*Given instruction*: Copy the lines below starting at the one containing "car wheel, that" and ending at the one containing "68 157 L 70", replacing "instance" with "object" and leaving everything else unchanged.

*Given records*:
-- begin --

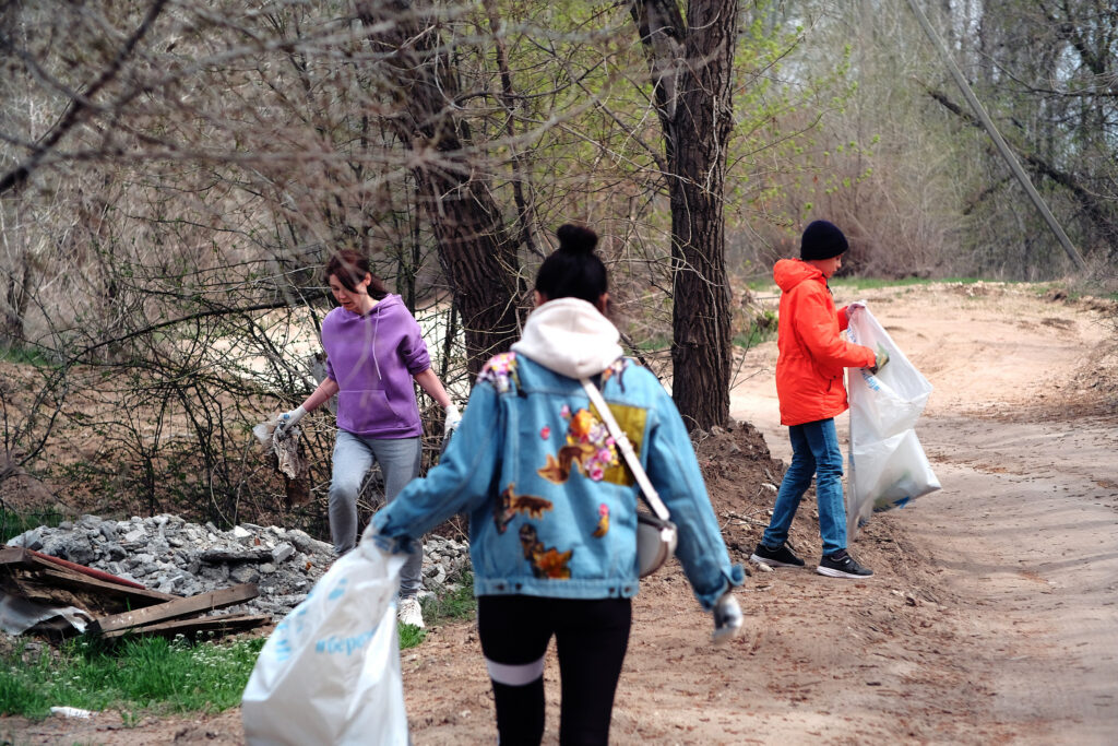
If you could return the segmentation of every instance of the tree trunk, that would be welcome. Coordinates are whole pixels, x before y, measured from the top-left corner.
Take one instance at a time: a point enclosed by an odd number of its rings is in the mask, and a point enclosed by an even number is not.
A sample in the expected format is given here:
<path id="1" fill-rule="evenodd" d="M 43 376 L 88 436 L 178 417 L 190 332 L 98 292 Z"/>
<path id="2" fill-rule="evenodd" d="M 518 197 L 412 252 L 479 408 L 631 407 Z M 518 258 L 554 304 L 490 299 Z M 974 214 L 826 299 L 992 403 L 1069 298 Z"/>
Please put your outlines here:
<path id="1" fill-rule="evenodd" d="M 517 339 L 517 244 L 475 168 L 470 130 L 454 114 L 457 78 L 437 27 L 407 0 L 359 2 L 358 15 L 369 43 L 386 55 L 400 108 L 391 122 L 413 152 L 419 201 L 461 312 L 467 369 L 476 376 Z"/>
<path id="2" fill-rule="evenodd" d="M 736 0 L 633 6 L 664 131 L 672 208 L 672 396 L 689 427 L 730 418 L 730 289 L 723 188 L 733 128 Z"/>

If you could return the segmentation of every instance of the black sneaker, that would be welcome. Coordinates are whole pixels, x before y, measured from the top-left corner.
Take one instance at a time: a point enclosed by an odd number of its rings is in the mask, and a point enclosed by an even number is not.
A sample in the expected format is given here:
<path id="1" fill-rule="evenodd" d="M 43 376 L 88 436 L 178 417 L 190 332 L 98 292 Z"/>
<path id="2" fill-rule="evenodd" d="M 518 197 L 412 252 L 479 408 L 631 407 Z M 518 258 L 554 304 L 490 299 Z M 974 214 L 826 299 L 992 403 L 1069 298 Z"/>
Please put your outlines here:
<path id="1" fill-rule="evenodd" d="M 855 563 L 845 549 L 840 549 L 832 555 L 824 555 L 815 572 L 827 577 L 869 577 L 873 575 L 873 570 Z"/>
<path id="2" fill-rule="evenodd" d="M 758 542 L 757 548 L 749 559 L 755 563 L 762 563 L 770 567 L 803 567 L 804 560 L 792 554 L 787 544 L 781 544 L 777 549 L 769 549 L 764 544 Z"/>

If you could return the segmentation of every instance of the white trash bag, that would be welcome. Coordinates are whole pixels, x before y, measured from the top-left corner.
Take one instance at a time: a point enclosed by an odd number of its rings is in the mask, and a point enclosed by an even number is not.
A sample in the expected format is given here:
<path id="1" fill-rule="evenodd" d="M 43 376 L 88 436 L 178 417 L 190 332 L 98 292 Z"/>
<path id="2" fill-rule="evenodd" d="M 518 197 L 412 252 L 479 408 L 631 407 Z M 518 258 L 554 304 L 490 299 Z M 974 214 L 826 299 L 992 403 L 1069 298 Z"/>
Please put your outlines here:
<path id="1" fill-rule="evenodd" d="M 862 301 L 864 304 L 864 301 Z M 868 308 L 855 308 L 846 329 L 850 340 L 883 349 L 889 363 L 877 375 L 852 368 L 850 395 L 850 490 L 846 535 L 874 511 L 906 506 L 939 489 L 939 480 L 916 436 L 916 422 L 931 395 L 931 384 L 878 323 Z"/>
<path id="2" fill-rule="evenodd" d="M 250 746 L 408 743 L 396 633 L 406 559 L 362 539 L 276 626 L 240 703 Z"/>

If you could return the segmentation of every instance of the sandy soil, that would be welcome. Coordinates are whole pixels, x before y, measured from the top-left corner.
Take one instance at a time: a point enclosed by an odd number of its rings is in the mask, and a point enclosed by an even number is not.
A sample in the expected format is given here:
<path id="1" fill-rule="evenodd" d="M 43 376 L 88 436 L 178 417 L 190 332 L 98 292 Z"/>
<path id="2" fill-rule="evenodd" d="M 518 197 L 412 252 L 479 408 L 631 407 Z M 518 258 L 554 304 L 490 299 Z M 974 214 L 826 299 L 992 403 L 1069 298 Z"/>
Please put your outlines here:
<path id="1" fill-rule="evenodd" d="M 842 302 L 854 298 L 836 299 Z M 792 540 L 808 569 L 754 567 L 745 633 L 710 620 L 678 565 L 642 584 L 614 711 L 617 744 L 1114 744 L 1118 742 L 1118 311 L 1032 287 L 864 294 L 936 386 L 917 432 L 940 492 L 874 516 L 852 544 L 865 580 L 812 572 L 805 502 Z M 775 296 L 767 299 L 775 302 Z M 775 343 L 750 350 L 735 417 L 699 453 L 731 554 L 760 536 L 787 459 Z M 846 423 L 840 421 L 840 432 Z M 764 440 L 761 438 L 764 436 Z M 769 457 L 769 450 L 771 456 Z M 494 743 L 470 624 L 405 651 L 416 744 Z M 558 670 L 544 743 L 557 743 Z M 13 744 L 240 744 L 239 714 L 0 719 Z"/>

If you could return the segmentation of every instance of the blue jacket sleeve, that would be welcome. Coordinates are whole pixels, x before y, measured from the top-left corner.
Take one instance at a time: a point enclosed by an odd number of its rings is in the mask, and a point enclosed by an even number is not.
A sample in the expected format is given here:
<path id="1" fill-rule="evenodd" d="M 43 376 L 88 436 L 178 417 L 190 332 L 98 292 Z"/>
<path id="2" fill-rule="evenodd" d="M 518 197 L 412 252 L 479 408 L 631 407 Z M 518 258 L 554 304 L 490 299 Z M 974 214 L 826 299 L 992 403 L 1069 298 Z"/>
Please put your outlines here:
<path id="1" fill-rule="evenodd" d="M 666 391 L 656 403 L 646 453 L 648 480 L 679 529 L 675 556 L 695 598 L 710 611 L 723 593 L 741 585 L 746 575 L 740 565 L 730 563 L 694 447 Z"/>
<path id="2" fill-rule="evenodd" d="M 381 546 L 407 548 L 410 539 L 490 499 L 500 469 L 503 433 L 499 396 L 493 386 L 479 384 L 438 465 L 426 476 L 411 480 L 373 516 L 372 526 Z"/>

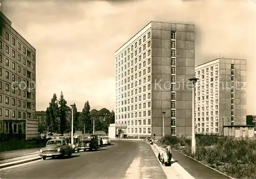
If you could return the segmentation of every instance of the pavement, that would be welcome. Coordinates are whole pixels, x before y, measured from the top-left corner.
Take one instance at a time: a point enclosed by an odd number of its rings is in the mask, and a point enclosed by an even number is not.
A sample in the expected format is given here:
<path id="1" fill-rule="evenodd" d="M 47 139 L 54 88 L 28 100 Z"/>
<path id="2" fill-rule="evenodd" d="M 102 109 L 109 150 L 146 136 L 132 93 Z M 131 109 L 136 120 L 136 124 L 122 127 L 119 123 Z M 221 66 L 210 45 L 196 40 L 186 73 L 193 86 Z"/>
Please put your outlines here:
<path id="1" fill-rule="evenodd" d="M 97 151 L 0 169 L 2 178 L 167 178 L 151 146 L 116 141 Z"/>
<path id="2" fill-rule="evenodd" d="M 158 151 L 153 145 L 140 141 L 116 140 L 111 146 L 97 151 L 81 151 L 70 158 L 39 159 L 2 168 L 0 178 L 229 178 L 179 152 L 172 150 L 172 165 L 165 167 L 158 161 Z M 26 160 L 38 156 L 35 154 L 18 159 Z M 2 162 L 11 163 L 15 160 Z"/>
<path id="3" fill-rule="evenodd" d="M 155 143 L 158 146 L 166 145 L 161 143 Z M 196 179 L 227 179 L 231 177 L 213 170 L 186 155 L 172 150 L 173 159 L 184 168 L 189 174 Z"/>
<path id="4" fill-rule="evenodd" d="M 0 161 L 39 152 L 40 148 L 34 148 L 1 152 L 0 152 Z"/>

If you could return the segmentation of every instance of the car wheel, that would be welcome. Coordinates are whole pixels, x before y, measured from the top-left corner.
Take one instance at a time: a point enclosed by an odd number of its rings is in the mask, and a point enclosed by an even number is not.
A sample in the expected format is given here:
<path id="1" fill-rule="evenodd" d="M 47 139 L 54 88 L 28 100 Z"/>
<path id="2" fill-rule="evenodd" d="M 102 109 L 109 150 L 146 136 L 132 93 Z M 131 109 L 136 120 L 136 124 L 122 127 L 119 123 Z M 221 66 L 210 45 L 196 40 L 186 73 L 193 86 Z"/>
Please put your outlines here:
<path id="1" fill-rule="evenodd" d="M 68 157 L 70 157 L 70 156 L 71 156 L 72 155 L 72 152 L 71 151 L 70 151 L 69 152 L 69 154 L 68 154 Z"/>

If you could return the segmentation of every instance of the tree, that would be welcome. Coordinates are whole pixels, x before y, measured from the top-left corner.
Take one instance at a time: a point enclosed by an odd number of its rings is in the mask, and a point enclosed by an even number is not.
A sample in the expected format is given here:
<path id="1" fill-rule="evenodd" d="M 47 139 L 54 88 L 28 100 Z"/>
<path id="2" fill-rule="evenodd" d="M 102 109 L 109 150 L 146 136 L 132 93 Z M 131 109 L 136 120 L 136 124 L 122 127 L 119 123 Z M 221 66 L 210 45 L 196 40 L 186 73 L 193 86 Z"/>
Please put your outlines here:
<path id="1" fill-rule="evenodd" d="M 60 131 L 61 136 L 63 136 L 63 134 L 65 132 L 67 126 L 66 126 L 66 107 L 67 105 L 67 101 L 65 100 L 63 97 L 62 92 L 60 94 L 60 100 L 59 100 L 59 114 L 60 114 Z"/>
<path id="2" fill-rule="evenodd" d="M 49 127 L 49 131 L 58 132 L 59 122 L 58 121 L 58 101 L 56 94 L 53 96 L 49 103 L 49 107 L 46 110 L 46 121 L 47 127 Z"/>
<path id="3" fill-rule="evenodd" d="M 86 133 L 91 133 L 92 130 L 92 121 L 91 120 L 91 115 L 90 114 L 90 105 L 88 101 L 84 104 L 84 108 L 82 109 L 82 112 L 81 116 L 81 123 L 84 125 Z"/>
<path id="4" fill-rule="evenodd" d="M 74 103 L 73 105 L 73 134 L 75 134 L 75 132 L 76 130 L 78 129 L 79 125 L 79 114 L 77 112 L 77 109 L 76 109 L 76 104 Z M 71 114 L 72 115 L 72 114 Z M 71 116 L 72 117 L 72 116 Z"/>

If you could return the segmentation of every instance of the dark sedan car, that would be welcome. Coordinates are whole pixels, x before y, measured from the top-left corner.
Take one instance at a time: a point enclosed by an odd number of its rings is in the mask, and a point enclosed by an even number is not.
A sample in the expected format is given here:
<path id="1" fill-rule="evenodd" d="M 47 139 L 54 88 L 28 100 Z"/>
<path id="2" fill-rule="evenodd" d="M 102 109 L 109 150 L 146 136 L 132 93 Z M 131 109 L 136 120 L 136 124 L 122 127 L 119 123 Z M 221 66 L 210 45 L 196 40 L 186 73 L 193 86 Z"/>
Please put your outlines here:
<path id="1" fill-rule="evenodd" d="M 66 155 L 70 157 L 72 154 L 73 148 L 66 139 L 51 139 L 47 142 L 46 146 L 41 148 L 39 151 L 39 156 L 43 160 L 46 160 L 49 157 L 63 157 Z"/>

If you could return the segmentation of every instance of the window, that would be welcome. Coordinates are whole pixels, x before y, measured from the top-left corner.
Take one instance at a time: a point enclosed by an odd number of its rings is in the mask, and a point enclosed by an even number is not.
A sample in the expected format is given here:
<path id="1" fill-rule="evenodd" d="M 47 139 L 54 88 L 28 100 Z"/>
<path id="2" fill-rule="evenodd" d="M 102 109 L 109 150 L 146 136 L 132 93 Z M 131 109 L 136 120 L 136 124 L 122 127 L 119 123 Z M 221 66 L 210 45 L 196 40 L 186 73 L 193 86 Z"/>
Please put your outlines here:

-- end --

*Response to this exercise*:
If you could return the segmentation of every object of the car wheel, that would be welcome. Coordinates are whole pixels, x before y, measured from the top-left corner.
Take one object at a time: a point enclosed by an odd number of its rings is in the mask, and a point enclosed by an even number is not.
A sample in the expected format is given here:
<path id="1" fill-rule="evenodd" d="M 47 139 L 54 88 L 28 100 Z"/>
<path id="2" fill-rule="evenodd" d="M 102 109 L 109 150 L 146 136 L 132 93 Z M 131 109 L 136 120 L 136 124 L 122 127 L 119 123 Z M 221 66 L 210 45 L 196 40 L 186 73 L 193 86 Z"/>
Please put your outlines here:
<path id="1" fill-rule="evenodd" d="M 68 157 L 70 157 L 70 156 L 71 156 L 72 155 L 72 152 L 71 151 L 70 151 L 69 152 L 69 154 L 68 154 Z"/>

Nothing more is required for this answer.